**INSTRUCTIONS FOR THE TASK:**
Please put the records into a Markdown table with the columns Row and Text, starting with the line that contains "The service SHOULD place a point on the cabinet door, one" and going on through the last line of the records. Number each row and leave out blank lines.

#### MATERIAL PROVIDED ####

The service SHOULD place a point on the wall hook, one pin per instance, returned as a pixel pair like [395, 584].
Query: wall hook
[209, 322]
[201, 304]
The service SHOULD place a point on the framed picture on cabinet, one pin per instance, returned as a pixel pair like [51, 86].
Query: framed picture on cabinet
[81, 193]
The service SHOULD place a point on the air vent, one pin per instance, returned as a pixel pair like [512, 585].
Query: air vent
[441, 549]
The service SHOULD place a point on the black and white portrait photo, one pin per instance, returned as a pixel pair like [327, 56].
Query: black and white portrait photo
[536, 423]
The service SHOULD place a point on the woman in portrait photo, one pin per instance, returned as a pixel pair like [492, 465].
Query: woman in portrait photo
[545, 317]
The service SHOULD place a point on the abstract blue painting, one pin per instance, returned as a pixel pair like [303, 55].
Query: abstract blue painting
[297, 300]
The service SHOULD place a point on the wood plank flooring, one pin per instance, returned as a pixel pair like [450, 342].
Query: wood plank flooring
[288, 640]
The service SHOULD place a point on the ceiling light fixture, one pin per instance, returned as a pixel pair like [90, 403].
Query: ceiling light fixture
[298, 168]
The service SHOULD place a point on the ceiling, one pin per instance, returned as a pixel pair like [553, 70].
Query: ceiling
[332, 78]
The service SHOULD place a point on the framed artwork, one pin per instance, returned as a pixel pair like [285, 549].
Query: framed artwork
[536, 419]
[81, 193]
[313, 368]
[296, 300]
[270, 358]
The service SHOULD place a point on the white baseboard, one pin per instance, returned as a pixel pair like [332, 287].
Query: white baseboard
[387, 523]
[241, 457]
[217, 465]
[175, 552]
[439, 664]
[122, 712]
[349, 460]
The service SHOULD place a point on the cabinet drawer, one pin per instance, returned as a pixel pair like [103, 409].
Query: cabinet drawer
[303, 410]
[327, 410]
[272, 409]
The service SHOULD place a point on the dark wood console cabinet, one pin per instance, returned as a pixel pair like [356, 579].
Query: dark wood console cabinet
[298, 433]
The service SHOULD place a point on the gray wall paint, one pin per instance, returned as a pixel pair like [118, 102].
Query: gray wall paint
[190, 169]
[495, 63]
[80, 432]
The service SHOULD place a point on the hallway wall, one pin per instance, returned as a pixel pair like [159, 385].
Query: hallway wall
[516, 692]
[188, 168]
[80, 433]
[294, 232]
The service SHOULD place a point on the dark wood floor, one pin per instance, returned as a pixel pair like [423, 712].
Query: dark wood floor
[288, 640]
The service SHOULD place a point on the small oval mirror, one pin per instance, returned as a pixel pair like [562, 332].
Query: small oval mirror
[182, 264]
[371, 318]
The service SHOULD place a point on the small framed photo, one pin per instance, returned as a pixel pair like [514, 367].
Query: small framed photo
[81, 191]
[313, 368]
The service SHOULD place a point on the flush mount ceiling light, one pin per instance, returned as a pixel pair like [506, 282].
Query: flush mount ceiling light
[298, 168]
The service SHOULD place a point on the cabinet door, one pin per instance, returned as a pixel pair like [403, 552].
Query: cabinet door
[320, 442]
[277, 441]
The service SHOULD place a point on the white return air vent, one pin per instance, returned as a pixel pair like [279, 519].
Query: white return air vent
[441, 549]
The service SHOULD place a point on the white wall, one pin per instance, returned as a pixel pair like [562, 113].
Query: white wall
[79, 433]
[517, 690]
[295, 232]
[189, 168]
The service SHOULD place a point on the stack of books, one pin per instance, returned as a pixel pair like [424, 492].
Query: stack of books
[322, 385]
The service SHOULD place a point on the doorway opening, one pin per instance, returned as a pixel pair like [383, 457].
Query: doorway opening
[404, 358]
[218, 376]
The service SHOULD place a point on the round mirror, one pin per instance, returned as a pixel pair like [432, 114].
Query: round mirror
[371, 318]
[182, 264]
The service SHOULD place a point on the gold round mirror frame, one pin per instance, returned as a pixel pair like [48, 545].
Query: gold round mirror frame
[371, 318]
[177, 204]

####

**WRITTEN ANSWER:**
| Row | Text |
|---|---|
| 1 | The service SHOULD place a point on the cabinet door, one pin per instance, returned as a pixel pair like [403, 552]. |
| 2 | Query: cabinet door |
| 3 | [320, 442] |
| 4 | [277, 441] |
| 5 | The service SHOULD place a point on the white return air vent, one pin per instance, returned as a pixel pair like [279, 519]. |
| 6 | Query: white return air vent |
| 7 | [441, 549] |
| 8 | The service SHOULD place a point on the white wall, one pin per instance, returned as a pixel pair like [562, 113]. |
| 9 | Query: white wall |
| 10 | [79, 433] |
| 11 | [517, 690] |
| 12 | [295, 232] |
| 13 | [189, 168] |
| 14 | The service SHOULD place a point on the stack of books, one pin per instance, returned as a pixel pair like [424, 492]. |
| 15 | Query: stack of books |
| 16 | [322, 385] |
| 17 | The service SHOULD place a point on the doorway opening, one pin per instance, returned as a pixel pair like [383, 457]. |
| 18 | Query: doorway opening |
| 19 | [404, 358] |
| 20 | [218, 376] |
| 21 | The service SHOULD place a point on the round mirror, one pin per instance, returned as a pixel pair like [432, 114]. |
| 22 | Query: round mirror |
| 23 | [371, 318] |
| 24 | [182, 264] |
| 25 | The service SHOULD place a point on the gold round mirror frame, one pin per instance, returned as a pixel pair like [48, 545]. |
| 26 | Query: gold round mirror frame |
| 27 | [371, 318] |
| 28 | [177, 204] |